Extract each line of the data and write it out again exactly.

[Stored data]
* * * * * * * * *

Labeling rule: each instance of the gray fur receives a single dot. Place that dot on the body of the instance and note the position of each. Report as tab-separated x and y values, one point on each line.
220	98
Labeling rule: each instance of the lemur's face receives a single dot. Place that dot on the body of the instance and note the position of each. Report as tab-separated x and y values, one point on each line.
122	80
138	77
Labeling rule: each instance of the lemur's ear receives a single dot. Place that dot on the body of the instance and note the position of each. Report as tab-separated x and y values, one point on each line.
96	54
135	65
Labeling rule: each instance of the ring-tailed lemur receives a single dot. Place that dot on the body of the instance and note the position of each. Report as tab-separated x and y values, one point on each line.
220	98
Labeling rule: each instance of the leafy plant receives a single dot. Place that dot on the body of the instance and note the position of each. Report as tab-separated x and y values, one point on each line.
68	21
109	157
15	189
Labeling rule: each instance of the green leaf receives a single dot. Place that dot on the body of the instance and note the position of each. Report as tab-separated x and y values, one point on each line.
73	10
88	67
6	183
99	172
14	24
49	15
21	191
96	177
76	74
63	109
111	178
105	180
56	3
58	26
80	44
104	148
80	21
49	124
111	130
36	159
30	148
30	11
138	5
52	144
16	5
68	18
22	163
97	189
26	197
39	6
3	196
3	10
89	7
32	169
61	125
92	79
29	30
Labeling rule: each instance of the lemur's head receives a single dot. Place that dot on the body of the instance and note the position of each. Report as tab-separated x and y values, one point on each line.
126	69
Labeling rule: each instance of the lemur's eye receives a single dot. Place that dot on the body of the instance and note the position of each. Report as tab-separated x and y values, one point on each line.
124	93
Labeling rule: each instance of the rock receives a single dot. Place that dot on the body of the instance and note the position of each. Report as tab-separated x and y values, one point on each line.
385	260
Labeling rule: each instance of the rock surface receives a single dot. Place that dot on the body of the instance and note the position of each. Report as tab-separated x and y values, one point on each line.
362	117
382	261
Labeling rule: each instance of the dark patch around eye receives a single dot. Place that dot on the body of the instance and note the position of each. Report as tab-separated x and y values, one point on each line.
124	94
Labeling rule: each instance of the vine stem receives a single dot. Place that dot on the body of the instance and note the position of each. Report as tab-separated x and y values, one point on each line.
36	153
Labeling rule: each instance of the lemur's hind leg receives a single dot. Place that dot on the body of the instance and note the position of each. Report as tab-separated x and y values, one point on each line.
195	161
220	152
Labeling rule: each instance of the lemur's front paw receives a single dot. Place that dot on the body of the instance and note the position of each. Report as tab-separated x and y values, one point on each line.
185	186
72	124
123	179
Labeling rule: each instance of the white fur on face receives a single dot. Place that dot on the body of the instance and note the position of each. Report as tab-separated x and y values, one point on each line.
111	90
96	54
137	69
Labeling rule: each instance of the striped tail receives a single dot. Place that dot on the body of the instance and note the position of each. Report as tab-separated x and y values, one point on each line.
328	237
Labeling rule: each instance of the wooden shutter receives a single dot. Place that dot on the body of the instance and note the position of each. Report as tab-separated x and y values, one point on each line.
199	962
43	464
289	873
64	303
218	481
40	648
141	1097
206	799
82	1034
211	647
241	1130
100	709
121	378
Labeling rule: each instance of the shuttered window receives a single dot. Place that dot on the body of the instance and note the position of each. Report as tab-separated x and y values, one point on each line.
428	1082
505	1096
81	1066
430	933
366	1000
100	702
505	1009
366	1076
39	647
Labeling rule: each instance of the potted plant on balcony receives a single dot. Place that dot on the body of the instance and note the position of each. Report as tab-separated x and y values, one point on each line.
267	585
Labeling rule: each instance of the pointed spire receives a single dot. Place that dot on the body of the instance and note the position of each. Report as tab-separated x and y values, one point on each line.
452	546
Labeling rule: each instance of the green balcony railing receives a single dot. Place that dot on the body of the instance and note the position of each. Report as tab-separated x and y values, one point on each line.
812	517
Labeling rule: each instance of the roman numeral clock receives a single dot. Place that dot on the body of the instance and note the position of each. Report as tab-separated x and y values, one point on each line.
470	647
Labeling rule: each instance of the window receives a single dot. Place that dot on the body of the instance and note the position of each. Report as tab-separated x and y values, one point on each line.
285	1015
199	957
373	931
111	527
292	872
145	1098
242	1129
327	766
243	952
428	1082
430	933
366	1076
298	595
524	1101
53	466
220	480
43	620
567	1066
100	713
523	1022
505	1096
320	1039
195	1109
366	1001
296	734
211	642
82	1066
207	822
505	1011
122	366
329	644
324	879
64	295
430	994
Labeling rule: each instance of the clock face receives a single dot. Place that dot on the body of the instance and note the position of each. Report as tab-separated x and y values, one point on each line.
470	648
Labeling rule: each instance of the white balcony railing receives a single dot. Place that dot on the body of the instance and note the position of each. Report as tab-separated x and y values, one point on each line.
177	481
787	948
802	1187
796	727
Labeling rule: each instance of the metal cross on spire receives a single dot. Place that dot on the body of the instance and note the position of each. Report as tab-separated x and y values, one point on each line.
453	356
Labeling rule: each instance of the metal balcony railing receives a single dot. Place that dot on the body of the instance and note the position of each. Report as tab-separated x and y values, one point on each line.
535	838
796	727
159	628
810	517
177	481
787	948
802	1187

* * * * * * * * *

[FINAL RESULT]
Labeling rule: each instance of the gray fur receives a single dot. Place that dot on the body of the instance and note the position of each. Report as tab-separated x and y values, one point on each line.
220	98
Labeling rule: each instance of the lemur's face receives a single dot. Place that dot on the body of the instance and note the position of each. Report as tab-separated x and y values, one point on each line.
122	80
138	77
Labeling rule: each instance of the lemur's ear receives a single dot. Place that dot on the body of the instance and note the position of each. Report as tab-separated x and y values, one point on each line.
96	54
135	65
Labeling rule: each instance of the ring-tailed lemur receives a single dot. Place that dot on the body of the instance and note the position of each. Report as tab-separated x and y values, one point on each line.
220	98
Labeling rule: each instance of the leafy plant receives a single dot. Place that dot on the body of the instance and note the position of each. Report as tab-separated x and y values, one point on each line.
68	21
109	157
15	189
Labeling rule: each instance of the green leaf receives a single dot. Place that dot on the body of the instance and note the position of each. Report as tab-separated x and y values, one point on each line.
73	10
88	67
6	183
99	172
14	24
49	15
21	191
96	177
76	74
63	109
111	178
105	180
56	3
58	26
80	44
104	148
80	21
49	124
111	130
36	159
30	148
30	11
138	5
52	144
16	5
68	18
22	163
97	189
26	197
39	6
3	196
3	10
89	7
32	169
61	125
92	79
29	30
Labeling rule: each instance of the lemur's head receives a single dot. Place that dot on the body of the instance and note the position of each. Report as tab-separated x and y values, one point on each line.
126	69
Labeling rule: each instance of the lemur's eye receives a single dot. Place that dot on the body of the instance and note the position of each. Report as tab-separated x and y values, one point on each line.
124	93
Labeling rule: each instance of the rock receives a single dot. Place that dot on the body of the instance and note the position of each. Report as tab-separated x and y values, one point on each line.
385	260
Labeling rule: each instance of the rock surface receives a single dot. Place that dot on the body of the instance and note the position of each. Report as tab-separated x and y values, one point on each line.
362	117
382	261
Labeling rule: each instance of the dark patch around eye receives a single dot. Place that dot on the body of the instance and note the position of each. Report as tab-separated x and y values, one point on each line.
124	94
Labeling rule: each instance of the vine stem receives a single dot. Place that dot on the body of the instance and note the position of each. Report as tab-separated x and y values, one point on each line.
36	153
Labeling rule: each instance of the lemur's hind leg receives a single dot. Place that dot on the body of the instance and note the position of each. Report as tab-separated x and y values, one point on each line.
195	161
220	152
Labeling rule: each instance of the lemur's front paw receives a single dot. Place that dot on the body of the instance and note the position of each. Report as tab-separated x and y values, one point on each line.
185	186
72	124
123	179
Labeling rule: each instance of the white fur on face receives a single dot. Place that dot on the body of the instance and note the position of each. Report as tab-separated x and y values, one point on each line.
111	90
96	54
137	69
Labeling rule: each instance of the striped tail receives a single dot. Place that dot on the body of the instance and note the position of each. Report as tab-separated x and y values, one point on each line.
328	237
Labeling rule: each instance of the wooden shutter receives a single dot. Place that dot on the body of the instance and note the position of each. Report as tab-separated x and y values, one point on each line.
199	962
43	464
289	873
64	303
218	481
40	648
141	1097
206	799
82	1034
211	647
241	1130
100	709
121	378
Labeling rule: each instance of the shuttered window receives a single dot. Place that dot on the body of the instance and note the position of each. Report as tab-separated x and y values, one point on each line.
428	1082
505	1096
81	1066
430	933
366	1000
100	702
505	1009
366	1076
39	647
Labeling rule: each instance of the potted plant on balcony receives a single dot. Place that dot on the body of the instance and note the position of each. Report as tab-separated x and y values, one point on each line.
267	585
Labeling rule: each instance of the pointed spire receives a single dot. Place that dot on the body of the instance and note the position of each. Report as tab-separated x and y values, one point on each line.
452	546
Labeling rule: each instance of the green balcony railing receives a single dot. Place that dot on the body of the instance and note the position of each. Report as tab-separated x and y values, one point on each line.
812	517
Labeling rule: each instance of the roman numeral clock receives a single dot. Place that dot on the body of the instance and note the position of each. Report as tab-separated x and y values, one point on each line.
470	647
Labeling rule: each instance of the window receives a single dot. Place that dot on the body of the instance and note the position of each. Report as tab-separated x and y values, one point on each line.
285	1015
199	957
373	931
111	527
292	872
145	1098
242	1129
327	766
243	952
428	1082
430	933
366	1076
298	595
524	1101
53	466
220	480
43	620
567	1066
100	713
523	1022
505	1096
320	1039
195	1109
366	1001
296	734
211	642
82	1066
207	822
505	1011
122	366
329	644
324	879
64	295
430	994
Labeling rule: each instance of the clock face receives a single dot. Place that dot on the body of the instance and note the position of each. Report as tab-separated x and y values, one point on each line.
470	648
Labeling rule: each instance of the white balcony railing receives a single dot. Place that dot on the body of the instance and note the position of each. Report as tab-separated x and y values, one point on each line.
177	481
787	948
802	1187
796	727
Labeling rule: each instance of the metal cross on spire receives a single dot. Place that dot on the body of the instance and note the position of each. Report as tab-separated x and y values, one point on each line.
453	356
Labeling rule: each instance of the metal balcony railing receives a single dot. Place that dot on the body of the instance and note the position of each. Report as tab-separated x and y values, one point on each line.
535	838
796	727
159	628
810	517
177	481
787	948
802	1187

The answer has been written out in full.